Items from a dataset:
§

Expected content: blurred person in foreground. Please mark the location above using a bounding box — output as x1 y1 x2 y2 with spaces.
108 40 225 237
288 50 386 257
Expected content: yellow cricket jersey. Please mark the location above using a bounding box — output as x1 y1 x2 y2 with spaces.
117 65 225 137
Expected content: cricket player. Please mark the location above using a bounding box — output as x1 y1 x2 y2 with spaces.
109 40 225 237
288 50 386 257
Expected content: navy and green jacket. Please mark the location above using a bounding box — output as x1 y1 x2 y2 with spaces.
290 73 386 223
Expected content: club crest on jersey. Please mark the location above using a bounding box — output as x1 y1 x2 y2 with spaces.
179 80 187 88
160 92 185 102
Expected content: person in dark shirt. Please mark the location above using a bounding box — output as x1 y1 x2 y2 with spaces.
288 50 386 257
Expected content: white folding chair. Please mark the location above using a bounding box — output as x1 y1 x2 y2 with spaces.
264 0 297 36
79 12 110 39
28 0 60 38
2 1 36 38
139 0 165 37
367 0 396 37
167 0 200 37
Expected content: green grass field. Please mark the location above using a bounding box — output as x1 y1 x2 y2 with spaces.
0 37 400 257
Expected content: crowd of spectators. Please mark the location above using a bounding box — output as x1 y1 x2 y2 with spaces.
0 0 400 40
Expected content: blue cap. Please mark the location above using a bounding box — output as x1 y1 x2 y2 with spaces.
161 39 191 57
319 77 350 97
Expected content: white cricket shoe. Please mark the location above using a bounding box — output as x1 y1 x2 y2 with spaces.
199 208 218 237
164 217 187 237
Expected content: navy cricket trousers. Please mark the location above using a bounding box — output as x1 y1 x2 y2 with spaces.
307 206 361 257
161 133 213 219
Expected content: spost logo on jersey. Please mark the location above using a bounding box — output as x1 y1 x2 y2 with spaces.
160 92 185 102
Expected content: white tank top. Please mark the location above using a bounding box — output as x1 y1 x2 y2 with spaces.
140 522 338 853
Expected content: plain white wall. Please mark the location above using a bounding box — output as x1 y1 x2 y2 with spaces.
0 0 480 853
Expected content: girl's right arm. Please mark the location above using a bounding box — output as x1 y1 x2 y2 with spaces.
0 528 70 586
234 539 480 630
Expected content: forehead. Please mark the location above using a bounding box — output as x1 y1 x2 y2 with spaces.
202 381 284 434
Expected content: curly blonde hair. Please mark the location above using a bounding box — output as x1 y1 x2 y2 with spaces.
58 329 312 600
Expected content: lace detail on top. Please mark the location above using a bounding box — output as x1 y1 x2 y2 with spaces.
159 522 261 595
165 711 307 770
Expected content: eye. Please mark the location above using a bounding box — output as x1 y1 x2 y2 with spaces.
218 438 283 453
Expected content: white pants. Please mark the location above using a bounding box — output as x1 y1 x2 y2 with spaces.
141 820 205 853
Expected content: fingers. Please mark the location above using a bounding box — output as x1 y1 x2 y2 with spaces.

§

Task goal: Can you reproduce all of the data above, line for line and word for word?

Response to the exercise:
Expected content: blurred person in foreground. Please mark the location above using a bounding box — output as x1 y1 x2 y2 with spaces.
108 40 225 237
288 50 386 257
Expected content: yellow cricket jersey. Please mark the location above using a bounding box — output as x1 y1 x2 y2 with spaces.
117 65 225 137
Expected content: cricket player. Please mark the location above using a bounding box — output as x1 y1 x2 y2 with spaces.
109 40 225 237
288 50 386 257
Expected content: navy and green jacket. Please mark the location above using a bounding box — output as x1 y1 x2 y2 with spaces.
290 73 386 223
Expected content: club crest on jersey. Please mark the location above using a bounding box — output as x1 y1 x2 y2 with spaces.
179 80 187 88
160 92 185 102
Expected content: person in dark shirt. Please mark the location above using a bounding box — output as x1 y1 x2 y2 with spaces.
288 50 386 257
Expected content: white folding chair. Please mark the location above using a bounding box — output as x1 y1 x2 y2 with spaces.
264 0 297 36
79 12 110 39
28 0 60 38
2 1 36 38
139 0 165 37
367 0 396 37
167 0 200 37
Expected content: green grass field. Please mark the location above using a bounding box — output as x1 y1 x2 y2 with spaces.
0 37 400 257
Expected content: crowd of spectators. Please mark the location above using a bounding box — output as x1 y1 x2 y2 with spaces.
0 0 400 40
Expected content: blue cap. Please mark the location above using a bounding box — output as x1 y1 x2 y2 with spaces.
161 39 191 57
319 77 350 97
Expected content: white cricket shoe. Please mark the location above using a bounding box — output as x1 y1 x2 y2 with spaces.
199 208 218 237
164 217 187 237
Expected content: navy cricket trousers. Please mark the location above using a bounding box — output as x1 y1 x2 y2 with spaces.
307 206 361 257
161 133 213 219
Expected content: spost logo on jersey. Please mark the location above using a bounding box — output as x1 y1 x2 y2 with spaces.
160 92 185 102
Expected content: white tank top. Please mark the location above using a bounding box — output as x1 y1 x2 y2 with spaces.
140 522 338 853
Expected content: plain white wall. Please mark the location above using a bounding box — output as x1 y1 x2 y2 with spaces.
0 0 480 853
Expected content: girl's right arm. Please mark the location above using a bounding box — output as x1 y1 x2 y2 with spaces.
0 528 70 586
234 539 480 630
Expected content: forehead. Please mark the location above using a bounding box — output as x1 y1 x2 y2 with spaces.
202 381 284 434
Expected content: curly blonde hair. Please mark the location above using a bounding box — output as x1 y1 x2 y2 with spaces.
58 329 312 600
Expected content: lace detail on top. Please mark the location above using a bounding box — output as x1 y1 x2 y2 with spaces.
159 522 261 595
165 711 307 770
Expected content: eye. Please mark the location above using a bounding box — output as x1 y1 x2 y2 with spaces.
218 438 283 453
Expected content: white pants. Please mark the location above using a bounding box — output as x1 y1 x2 y2 with spaces.
141 820 205 853
Expected content: fingers. Please mark the location above using a bounding box — output as x1 y1 x2 y2 with spaces.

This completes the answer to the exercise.